* Belge alıntısı:

################

Mahkemenin kararında Anayasa’nın 56. maddesine gönderme yapılarak, 2872 sayılı Çevre Kanunu’nun 1. maddesi hükümlerine yer verildi. Kararda ayrıca, 5403 sayılı Toprak Koruma ve Arazi Kullanımı Kanunu’nun 12. maddesi ile aynı kanunun 13. maddesi hükümleri de açıkça yazıldı.
Rio Sözleşmesi olarak bilinen, 1992’deki BM Çevre ve Kalkınma Konferansından çıkan Biyo Çeşitlilik Sözleşmesinin içeriği ile bu sözleşmeye Türkiye’nin de taraf olduğunun vurgulandığı kararda, mahkemenin 13.05.2010’da bölgede bilirkişi incelemesi yapılmasına karar verildiği, 30.09.2010 tarihinde bölgede bilirkişi incelemesi yapıldığı ve 27.10.2010 tarihinde ise bilirkişi tarafından hazırlanan raporun mahkeme kayıtlarına girdiği belirtildi.

################

* Sağlanan veriler:
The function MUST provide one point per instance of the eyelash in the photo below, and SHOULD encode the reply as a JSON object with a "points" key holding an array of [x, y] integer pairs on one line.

################

* Yönerge 1:
Mahkeme kararını aktaran metne göre bilirkişi incelemesi bölgede hangi tarihte yapıldı?
* Yönerge 2:
Mahkeme kararını aktaran metni son cümlesinden sonrasıyla sürdürün.

* Görev yanıtı 1:
30.09.2010 tarihinde.

* Görev yanıtı 2:
UNESCO’nun, 29 Haziran 2005 tarihinde ‘Dünya Biyosfer Rezerv Alanı’ olarak ilan ettiği Artvin’in Maçahel (Camili) Vadisi üzerindeki 8 HES projesinden birisi olan Düzenli HES projesi için hazırlanan raporda, Dünyanın Türkiye’deki tek Biyosfer Rezerv Alanı olan Camili Vadisinde yapılması planlanan HES projelerinin ‘kamu yararı’ başta olmak üzere ‘İmar Mevzuatına, planlama tekniklerine ve plan bütünlüğüne’ uygun olmadığı kaydedildi. Ayrıca, Uluslararası Çevre Koruma Örgütü (CI), Dünya Bankası (WB) ve Küresel Çevre Fonu (GEF) tarafından da Dünyanın biyolojik çeşitlilik açısından en zengin ve aynı zamanda tehlike altındaki en önemli karasal ‘Ekolojik Bölgesi’nden biri olarak tanımlandığı; Avrupa-Sibirya Floristik Bölgesinin Kolşik kesiminde kalan bu alanın Batı Avrasya’daki Üçüncü Zamana ait ormanların en önemli sığınak ve reklit alanı durumunda olduğuna ve Dünya Doğayı Koruma Vakfı (WWF) tarafından uygulanan ‘Yüksek Koruma Değerli Ormanlar Projesi’ kapsamında izlendiğine işaret edildi.
Munzur: Türkiye’de bir şehir merkezinin içinde yapılan ilk baraj Uzunçayır Barajı. Bu kentte maalesef bir atık su arıtma tesisi yok. Munzur Vadisi Milli Parkı doğal sit alanı ilan edilmiş olsaydı, kesinlikle baraj projeleri hayata geçirilemeyecekti.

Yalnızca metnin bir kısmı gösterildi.